- **Tarefa obrigatória 1**: Por favor, liste todas as linhas do conjunto que contenham a palavra "deck", tendo em conta maiúsculas e minúsculas.

- **Texto fornecido**:
----

Texto: RUI ALVES DE SOUSA

Uma interpretação singular de Al Pacino eleva uma adaptação cáustica e desorientada de “A Humilhação”, um romance homónimo de Philip Roth.

Eis uma história de ascensão e queda de um artista, como tantas outras que seguem o mesmo caminho, e que traçam o mesmo percurso psicológico de uma personagem decadente e perdida no meio das suas ilusões. Hollywood tem sido perita em filmar esse tipo de situações dramáticas, tão inerentes ao mundo do star system criado pela indústria (basta citar os exemplos ilustrativos dos filmes O Crepúsculo dos Deuses, de Billy Wilder, ou Corações na Penumbra, de Richard Brooks).

Mas o que propõe Philip Roth – e o realizador Barry Levinson – é algo diferente, pelo menos, em termos formais, numa variação desses temas clássicos que dizem tanto ao cinema americano. A Humilhação é um curioso drama, com algo de humorístico, que joga com os problemas de Simon Axler, um ator instável que vê o seu talento dissipar-se e uma depressão aguda a surgir.

----

(Itens do conjunto de dados)
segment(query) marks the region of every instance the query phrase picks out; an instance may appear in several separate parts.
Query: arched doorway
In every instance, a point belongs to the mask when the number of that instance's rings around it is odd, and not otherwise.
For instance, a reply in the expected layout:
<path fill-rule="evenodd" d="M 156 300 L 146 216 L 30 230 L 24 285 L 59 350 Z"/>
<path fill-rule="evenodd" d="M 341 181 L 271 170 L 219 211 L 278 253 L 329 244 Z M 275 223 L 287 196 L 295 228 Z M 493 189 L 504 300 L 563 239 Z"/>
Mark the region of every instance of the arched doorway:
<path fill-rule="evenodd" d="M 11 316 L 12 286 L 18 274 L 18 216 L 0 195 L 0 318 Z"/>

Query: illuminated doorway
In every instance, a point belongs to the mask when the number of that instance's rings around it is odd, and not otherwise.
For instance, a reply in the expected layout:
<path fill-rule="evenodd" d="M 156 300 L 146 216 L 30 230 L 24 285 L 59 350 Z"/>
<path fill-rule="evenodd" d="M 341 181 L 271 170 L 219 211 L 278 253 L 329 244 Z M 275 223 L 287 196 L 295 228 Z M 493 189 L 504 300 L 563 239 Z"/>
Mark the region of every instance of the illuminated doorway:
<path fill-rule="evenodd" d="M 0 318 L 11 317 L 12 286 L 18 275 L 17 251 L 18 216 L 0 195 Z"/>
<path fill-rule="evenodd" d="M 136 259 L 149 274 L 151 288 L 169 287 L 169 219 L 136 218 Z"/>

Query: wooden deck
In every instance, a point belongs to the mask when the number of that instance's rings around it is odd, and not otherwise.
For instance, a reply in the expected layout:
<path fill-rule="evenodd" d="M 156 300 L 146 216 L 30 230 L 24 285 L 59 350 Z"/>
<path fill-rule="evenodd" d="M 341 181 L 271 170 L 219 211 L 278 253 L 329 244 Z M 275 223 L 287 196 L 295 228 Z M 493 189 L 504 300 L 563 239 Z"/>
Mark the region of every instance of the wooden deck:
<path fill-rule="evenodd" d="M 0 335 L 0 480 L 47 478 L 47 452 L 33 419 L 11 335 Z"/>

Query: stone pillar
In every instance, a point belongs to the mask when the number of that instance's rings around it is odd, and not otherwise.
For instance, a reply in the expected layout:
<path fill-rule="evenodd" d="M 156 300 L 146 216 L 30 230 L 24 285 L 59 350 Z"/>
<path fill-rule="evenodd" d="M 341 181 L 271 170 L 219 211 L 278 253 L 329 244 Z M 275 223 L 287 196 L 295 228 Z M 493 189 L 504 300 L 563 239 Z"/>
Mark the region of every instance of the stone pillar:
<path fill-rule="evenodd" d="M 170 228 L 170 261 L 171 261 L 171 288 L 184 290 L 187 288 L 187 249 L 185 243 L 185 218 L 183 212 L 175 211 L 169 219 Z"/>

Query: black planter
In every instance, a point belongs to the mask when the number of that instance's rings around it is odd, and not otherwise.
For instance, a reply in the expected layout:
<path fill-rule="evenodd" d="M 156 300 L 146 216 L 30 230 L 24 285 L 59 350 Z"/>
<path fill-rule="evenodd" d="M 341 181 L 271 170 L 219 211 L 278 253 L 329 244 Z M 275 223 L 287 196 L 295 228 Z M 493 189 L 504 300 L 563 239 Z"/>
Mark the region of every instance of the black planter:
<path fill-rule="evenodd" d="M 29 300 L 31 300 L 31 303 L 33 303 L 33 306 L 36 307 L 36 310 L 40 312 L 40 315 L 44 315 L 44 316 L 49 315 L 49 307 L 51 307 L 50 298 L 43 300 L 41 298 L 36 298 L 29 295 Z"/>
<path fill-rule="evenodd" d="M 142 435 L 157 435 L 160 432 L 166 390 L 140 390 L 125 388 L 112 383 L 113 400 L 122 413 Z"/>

----

- **Tarefa obrigatória 2**: Segundo o texto fornecido, quem é o realizador de "A Humilhação"?

- **Resposta escrita 1**:
Query: wooden deck
Mark the region of every instance of the wooden deck:

- **Resposta escrita 2**: Barry Levinson.